This strategy is a combination of the first two.
New:
<annotations inherit="category:zone,category:token">
...
<span label="TIME"/>
<!-- this annotation can be spanned or spanless -->
<span label="EVENT">
<filler_set name="temporal" filler_types="TEMPORAL"/>
</span>
<!-- so can this annotation --> <span label="TEMPORAL"/>
<filler name="time" filler_types="TIME"/>
<string name="type" choices="BEFORE,AFTER,..."/>
</span>
...
</annotations>
Legacy:
<annotation_set_descriptors inherit="category:zone,category:token">
<annotation_set_descriptor name="content" category="content">
...
<annotation label="TIME"/>
<!-- this annotation can be spanned or spanless -->
<annotation label="EVENT"/>
<!-- so can this annotation --> <annotation label="TEMPORAL"/>
<attribute of_annotation="TEMPORAL" type="annotation" name="time">
<label_restriction label="TIME"/>
</attribute>
<attribute of_annotation="TEMPORAL" name="type">
<choice>BEFORE</choice>
<choice>AFTER</choice>
...
</attribute>
<attribute of_annotation="EVENT" type="annotation" aggregation="set" name="temporal">
<label_restriction label="TEMPORAL"/>
</attribute>
...
</annotation_set_descriptor>
</annotation_set_descriptors>
The distinction here is subtle: instead of TEMPORAL being a
two-place relation between an event and a time, it's got only one
argument, the time, and its relation to the EVENT is represented
by the its presence in the "temporal" set-aggregation
annotation-valued attribute.
The obvious disadvantage to this strategy is that it doesn't
correspond trivially to what we'd think of as the "correct event
logic". However, given that we're talking about annotations, not
objects in a knowledge representation, it might ultimately be the
proper compromise.
Every task in MAT has multiple annotation sets
defined: at the very least, the task will define the "admin" set,
which contains the SEGMENT
annotation. And all the examples up to this point inherit zone and
token annotation set categories from the root task. However, all
the examples so far also have defined a single content annotation
set (i.e., a set which is neither admin, zone, or token).
But there's no reason you have to do this; defining multiple
annotation sets is absolutely trivial. Here's a simple example.
New:
<annotations inherit="category:zone,category:token">
<span label="TAG1" of_set="content1"/>
<span label="TAG2" of_set="content2"/>
</annotations>
Legacy:
<annotation_set_descriptors inherit="category:zone,category:token">
<annotation_set_descriptor name="content1" category="content">
<annotation label="TAG1"/>
</annotation_set_descriptor>
<annotation_set_descriptor name="content2" category="content">
<annotation label="TAG2"/>
</annotation_set_descriptor>
</annotation_set_descriptors>
As you can see, in the new subsystem, it's no more complicated
than setting the of_set attribute (and of_category, if it's other
than "content"); and in the legacy subsystem, it's no more
complicated than placing the annotations and attributes in
different <annotation_set_descriptor> elements. Note that
definition order is important; you can't refer to an annotation
label (say, in a <label_restriction> in the legacy subsystem
or the <filler_types> in the new subsystem) before it's
defined.
- - - -
EXERCISES:
• a. In the passage on MAT annotation sets, which annotation set does every task define at the very least?
• b. Rewrite the part of the passage on MAT annotation sets that opens with "Every task in" and closes with "a simple example.", putting "several" in place of "multiple".
• c. Carry on the passage on MAT annotation sets from its final sentence.

INFORMATION SHOWN:
- - - -
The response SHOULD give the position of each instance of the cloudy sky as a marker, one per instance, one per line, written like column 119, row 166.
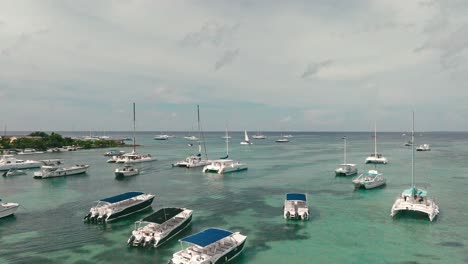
- - - -
RESPONSES TO THE TASKS:
• a. The "admin" set, which contains the SEGMENT annotation.

• b.
Every task in MAT has several annotation sets
defined: at the very least, the task will define the "admin" set,
which contains the SEGMENT
annotation. And all the examples up to this point inherit zone and
token annotation set categories from the root task. However, all
the examples so far also have defined a single content annotation
set (i.e., a set which is neither admin, zone, or token).
But there's no reason you have to do this; defining several
annotation sets is absolutely trivial. Here's a simple example.

• c.
There are many reasons you may not want all your content
annotations in the same set. For instance, you may want to
structure your annotation task so that all your mentions are
annotated before any of your relations are added. You may also
have multiple engines you're trying to use, each of which works on
a different subset of your annotations. In these cases, you might
want multiple annotation steps; and since steps are linked to
annotation types at the granularity of annotation sets, if you
have multiple annotation steps, you'll want multiple
annotation sets.
Note that there are reasons to have multiple annotation sets even
if you don't map them to multiple steps. You may have a single
annotation step, which adds multiple sets, and in this hand
annotation step in the UI, you'll now have multiple active
annotation sets, any of which you can disable or hide as a set,
rather than annotation by annotation.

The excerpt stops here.